> _What this task involves_
Continue the review of Gerald Durrell's "The Garden of the Gods" below, starting after its last quoted description.

> _Source_
Thursday, 2 August 2018

"The Garden of the Gods" by Gerald Durrell

This is the final installment of the Corfu trilogy, which started with My Family and Other Animals and continued with Birds, Beasts and Relatives. All the usual characters are here:
  • Larry the writer with the world's best put-downs
  • Margo, searching for love and always mangling her expressions
  • Leslie, obsessed with guns
  • Gerry the naturalist with his dogs Roger, Widdle and Puke and an ever-growing bestiary
  • Mother, presiding over domestic chaos with all the governance of an anarchist
  • Theo who knows everything but is utterly modest about it
  • Spiro whose motto is: Don'ts yous worrys, Mrs Durrells, I will fixes it.
  • And the lecherous Captain Creech who tells women they are putting on weight but that “A thin woman's no good in bed - like riding a horse with no saddle.” (p 737) and who, having accidentally ripped off his partner's dress during a dance, exclaims "that's a fine pair of knickers you're wearing" (p 756)
There are new characters too of whom my favourite is JeeJee who turns out not to be an Indian prince (Prince is just his first name) and who falls from a window while trying to learn to levitate. And there is also the dreadful French Count who repeatedly insists that everything French is better than everything else and wears perfume: “He drenched himself in a scent so thick that it was almost visible and he had only to spend a second in a room to permeate the whole atmosphere, while the cushions he leaned against and the chairs he sat in reeked for days afterwards.” (p 620)

These characters interact in a series of hilarious mishaps which against had me laughing out loud. 

And there are the usual samples of Durrell's beautiful descriptions. 
  • Peaches, as orange or pink as a harvest moon, loomed huge in the trees, their thick, velvety pelts swollen with sweet juice.” (p 563)

> _Information provided_
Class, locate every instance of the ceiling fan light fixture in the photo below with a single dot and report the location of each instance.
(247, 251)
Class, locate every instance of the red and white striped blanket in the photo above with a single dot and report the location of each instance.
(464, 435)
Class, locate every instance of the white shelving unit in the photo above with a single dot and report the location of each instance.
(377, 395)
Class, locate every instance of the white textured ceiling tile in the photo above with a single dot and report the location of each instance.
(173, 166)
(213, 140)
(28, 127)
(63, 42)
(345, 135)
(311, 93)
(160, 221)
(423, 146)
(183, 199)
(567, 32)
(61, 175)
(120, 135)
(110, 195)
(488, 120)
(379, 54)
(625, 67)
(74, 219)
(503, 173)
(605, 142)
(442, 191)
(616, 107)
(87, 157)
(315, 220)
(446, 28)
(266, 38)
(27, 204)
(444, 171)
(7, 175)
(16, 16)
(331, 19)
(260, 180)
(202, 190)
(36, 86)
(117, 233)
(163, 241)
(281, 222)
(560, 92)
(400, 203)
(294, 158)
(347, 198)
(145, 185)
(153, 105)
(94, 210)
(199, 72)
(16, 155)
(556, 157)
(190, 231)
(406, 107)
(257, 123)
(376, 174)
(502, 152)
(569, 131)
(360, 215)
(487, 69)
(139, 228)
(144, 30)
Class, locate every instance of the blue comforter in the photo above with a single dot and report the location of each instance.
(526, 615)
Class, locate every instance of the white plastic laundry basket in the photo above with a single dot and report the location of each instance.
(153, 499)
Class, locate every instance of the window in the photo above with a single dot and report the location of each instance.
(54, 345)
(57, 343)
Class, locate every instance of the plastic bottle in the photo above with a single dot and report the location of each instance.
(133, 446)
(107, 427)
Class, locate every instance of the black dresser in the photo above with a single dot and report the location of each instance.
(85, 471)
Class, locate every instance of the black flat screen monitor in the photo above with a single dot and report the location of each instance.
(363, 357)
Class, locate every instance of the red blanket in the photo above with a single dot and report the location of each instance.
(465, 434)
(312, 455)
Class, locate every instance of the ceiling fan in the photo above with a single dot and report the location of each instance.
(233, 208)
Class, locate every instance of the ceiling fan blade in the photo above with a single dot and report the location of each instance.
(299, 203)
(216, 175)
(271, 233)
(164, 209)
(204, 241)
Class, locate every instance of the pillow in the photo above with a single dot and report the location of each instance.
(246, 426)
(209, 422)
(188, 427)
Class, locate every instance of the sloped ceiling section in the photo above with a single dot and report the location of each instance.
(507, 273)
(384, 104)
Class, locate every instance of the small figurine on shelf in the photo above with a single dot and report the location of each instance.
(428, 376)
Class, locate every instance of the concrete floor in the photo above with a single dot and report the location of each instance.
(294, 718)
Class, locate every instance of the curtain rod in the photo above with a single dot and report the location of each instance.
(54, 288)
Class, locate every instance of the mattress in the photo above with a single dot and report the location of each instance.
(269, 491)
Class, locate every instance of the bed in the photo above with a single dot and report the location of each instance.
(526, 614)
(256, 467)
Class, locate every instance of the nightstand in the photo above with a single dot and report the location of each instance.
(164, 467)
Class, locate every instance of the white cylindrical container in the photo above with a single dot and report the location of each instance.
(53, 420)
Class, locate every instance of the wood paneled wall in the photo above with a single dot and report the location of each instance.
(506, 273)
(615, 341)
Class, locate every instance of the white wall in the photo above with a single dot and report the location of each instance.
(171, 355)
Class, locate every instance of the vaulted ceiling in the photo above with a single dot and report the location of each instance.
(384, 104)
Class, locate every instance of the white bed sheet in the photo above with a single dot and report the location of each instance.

> _Solved problem_
  • "Trees had been groaning with the weight of cherries, so that the orchards looked as though some great dragon had been slain among the trees, bespattering the leaves with scarlet and wine-red drops of blood.” (p 563)
  • She was in a singularly sullen and recalcitrant mood, even by donkey standards, and annoyed me by deliberately treading on my foot and then giving me a sharp nip on the buttock when I bent down to pick up my fallen butterfly net. She took grave offence at the clout I gave her for this misbehaviour, so we started his expedition barely on speaking terms.” (p 565)
  • There was nothing straight about Mama Kondos; her diminutive body was bent like a sickle blade, her legs were bowed with years of carrying heavy loads on her head, her arms and hands permanently bent from picking things up; even her upper and lower lips curved inwards over her toothless gums” (p 574)

Other great lines:
  • “'Any man can avoid having three wives if he puts his mind to it', said Mother firmly.” (p 588)
  • You must remember - when we had the revolution and that cake shop was so badly damaged by the machine-gun bullets. Such unsafe things, I always think, machine-guns.” (p 683)
  • Mother blushed and stiffened. 'I have no intention of driving anyone mad, with or without knickers!' she said with great dignity.” (p 690)
  • In my village where I ‘ave my villa ve have a village idiot. He is charming, tres sympathique, but ve do not want to make him the mayor.” (p 696)
  • Like an early missionary, he was so concerned with himself that it never occurred to him that somebody might look upon him simply as a meal.” (p 711)
  • ‘Well, I'm supposed to be on a diet’, said Margo. ‘You can't go forcing me to have stuff like that’. ‘Nobody's forcing you, dear’, said mother. ‘You could always say no’. ‘Well you know I can't say no, so that’s forcing’.” (p 730)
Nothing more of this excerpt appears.